■ Stated task: Collect every line in the entries below that contains the string "target", and copy each of those lines in full.

── Listing ──

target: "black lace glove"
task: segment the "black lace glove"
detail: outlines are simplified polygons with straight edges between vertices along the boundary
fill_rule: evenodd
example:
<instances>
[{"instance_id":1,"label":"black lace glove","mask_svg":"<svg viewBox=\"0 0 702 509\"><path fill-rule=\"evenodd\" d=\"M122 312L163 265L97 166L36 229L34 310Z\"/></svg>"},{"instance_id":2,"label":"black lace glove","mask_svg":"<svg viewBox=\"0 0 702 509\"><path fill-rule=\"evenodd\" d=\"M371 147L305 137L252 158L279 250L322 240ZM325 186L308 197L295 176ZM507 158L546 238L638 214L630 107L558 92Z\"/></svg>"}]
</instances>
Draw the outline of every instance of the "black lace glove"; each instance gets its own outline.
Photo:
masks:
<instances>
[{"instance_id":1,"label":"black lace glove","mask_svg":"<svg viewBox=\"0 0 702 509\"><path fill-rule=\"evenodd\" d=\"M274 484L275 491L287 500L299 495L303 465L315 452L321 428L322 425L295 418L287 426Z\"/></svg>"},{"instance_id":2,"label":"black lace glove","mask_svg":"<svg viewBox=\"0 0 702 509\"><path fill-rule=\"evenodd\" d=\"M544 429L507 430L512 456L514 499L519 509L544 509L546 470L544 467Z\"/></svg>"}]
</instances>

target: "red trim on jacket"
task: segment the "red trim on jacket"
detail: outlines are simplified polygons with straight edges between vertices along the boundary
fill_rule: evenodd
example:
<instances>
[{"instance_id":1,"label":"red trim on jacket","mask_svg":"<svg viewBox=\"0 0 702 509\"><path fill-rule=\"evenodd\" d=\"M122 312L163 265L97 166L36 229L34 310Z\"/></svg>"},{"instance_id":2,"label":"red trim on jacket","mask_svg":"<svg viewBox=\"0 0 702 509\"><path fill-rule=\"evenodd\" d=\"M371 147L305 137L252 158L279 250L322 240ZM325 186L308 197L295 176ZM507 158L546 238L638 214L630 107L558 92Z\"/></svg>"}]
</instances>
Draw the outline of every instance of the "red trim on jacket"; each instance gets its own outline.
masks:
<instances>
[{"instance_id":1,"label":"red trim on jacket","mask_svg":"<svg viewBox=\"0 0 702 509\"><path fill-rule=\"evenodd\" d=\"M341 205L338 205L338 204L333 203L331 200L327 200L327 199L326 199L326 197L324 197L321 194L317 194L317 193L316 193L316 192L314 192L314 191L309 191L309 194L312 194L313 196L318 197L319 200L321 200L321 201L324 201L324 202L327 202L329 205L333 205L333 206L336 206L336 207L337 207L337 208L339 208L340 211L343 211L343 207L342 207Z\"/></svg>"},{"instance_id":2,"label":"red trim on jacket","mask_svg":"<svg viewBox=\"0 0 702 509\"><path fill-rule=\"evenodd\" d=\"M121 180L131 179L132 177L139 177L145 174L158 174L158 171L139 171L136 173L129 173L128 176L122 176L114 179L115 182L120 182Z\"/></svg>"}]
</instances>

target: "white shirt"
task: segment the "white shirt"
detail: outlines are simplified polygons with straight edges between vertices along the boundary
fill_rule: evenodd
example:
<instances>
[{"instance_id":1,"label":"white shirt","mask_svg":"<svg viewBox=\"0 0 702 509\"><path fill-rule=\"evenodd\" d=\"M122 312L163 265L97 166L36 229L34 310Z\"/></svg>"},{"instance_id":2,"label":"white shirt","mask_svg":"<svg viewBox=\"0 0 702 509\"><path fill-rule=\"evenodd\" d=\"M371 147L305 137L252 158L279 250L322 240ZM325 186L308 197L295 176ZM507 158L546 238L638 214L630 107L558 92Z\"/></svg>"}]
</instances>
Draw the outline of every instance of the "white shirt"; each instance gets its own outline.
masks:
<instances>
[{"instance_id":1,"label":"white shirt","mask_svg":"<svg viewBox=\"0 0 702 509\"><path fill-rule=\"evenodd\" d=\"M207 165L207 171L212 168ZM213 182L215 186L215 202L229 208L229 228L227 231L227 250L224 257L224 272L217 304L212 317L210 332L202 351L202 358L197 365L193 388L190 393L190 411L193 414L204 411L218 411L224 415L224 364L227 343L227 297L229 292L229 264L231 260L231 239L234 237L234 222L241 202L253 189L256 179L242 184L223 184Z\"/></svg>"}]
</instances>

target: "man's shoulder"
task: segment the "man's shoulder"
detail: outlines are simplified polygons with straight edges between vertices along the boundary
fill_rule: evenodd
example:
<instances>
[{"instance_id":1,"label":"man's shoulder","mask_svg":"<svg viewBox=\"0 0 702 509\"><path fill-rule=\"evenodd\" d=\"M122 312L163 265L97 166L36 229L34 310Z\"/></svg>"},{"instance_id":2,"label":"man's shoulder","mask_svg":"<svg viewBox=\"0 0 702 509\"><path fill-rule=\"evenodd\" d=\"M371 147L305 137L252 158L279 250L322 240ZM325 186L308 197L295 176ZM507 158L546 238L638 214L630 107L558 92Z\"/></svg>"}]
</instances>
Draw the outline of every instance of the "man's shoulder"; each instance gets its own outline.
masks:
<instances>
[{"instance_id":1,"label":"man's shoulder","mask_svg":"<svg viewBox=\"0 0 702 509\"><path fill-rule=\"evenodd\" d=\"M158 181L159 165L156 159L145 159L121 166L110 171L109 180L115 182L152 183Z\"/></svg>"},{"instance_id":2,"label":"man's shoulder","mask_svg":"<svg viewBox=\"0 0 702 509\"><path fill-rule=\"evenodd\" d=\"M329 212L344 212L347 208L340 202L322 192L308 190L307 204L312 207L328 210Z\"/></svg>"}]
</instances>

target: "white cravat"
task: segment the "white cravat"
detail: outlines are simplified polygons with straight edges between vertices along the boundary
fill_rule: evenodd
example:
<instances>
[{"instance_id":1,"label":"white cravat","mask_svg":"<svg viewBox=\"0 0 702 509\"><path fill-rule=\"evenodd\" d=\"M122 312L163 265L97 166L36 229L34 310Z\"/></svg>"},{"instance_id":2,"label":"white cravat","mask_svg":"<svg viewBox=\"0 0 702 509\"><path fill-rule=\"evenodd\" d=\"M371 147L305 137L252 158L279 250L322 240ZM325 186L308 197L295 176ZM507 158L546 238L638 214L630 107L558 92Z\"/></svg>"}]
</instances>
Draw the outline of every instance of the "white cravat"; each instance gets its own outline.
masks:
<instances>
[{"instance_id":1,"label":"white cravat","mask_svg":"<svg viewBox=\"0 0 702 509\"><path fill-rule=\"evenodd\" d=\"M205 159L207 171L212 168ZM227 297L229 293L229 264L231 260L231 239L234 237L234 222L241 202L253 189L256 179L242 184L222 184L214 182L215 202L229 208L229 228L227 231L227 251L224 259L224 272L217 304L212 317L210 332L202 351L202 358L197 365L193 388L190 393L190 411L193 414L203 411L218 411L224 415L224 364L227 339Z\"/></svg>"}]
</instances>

───

■ Answer to this problem:
target: "black lace glove"
target: "red trim on jacket"
target: "white shirt"
target: "man's shoulder"
target: "white cravat"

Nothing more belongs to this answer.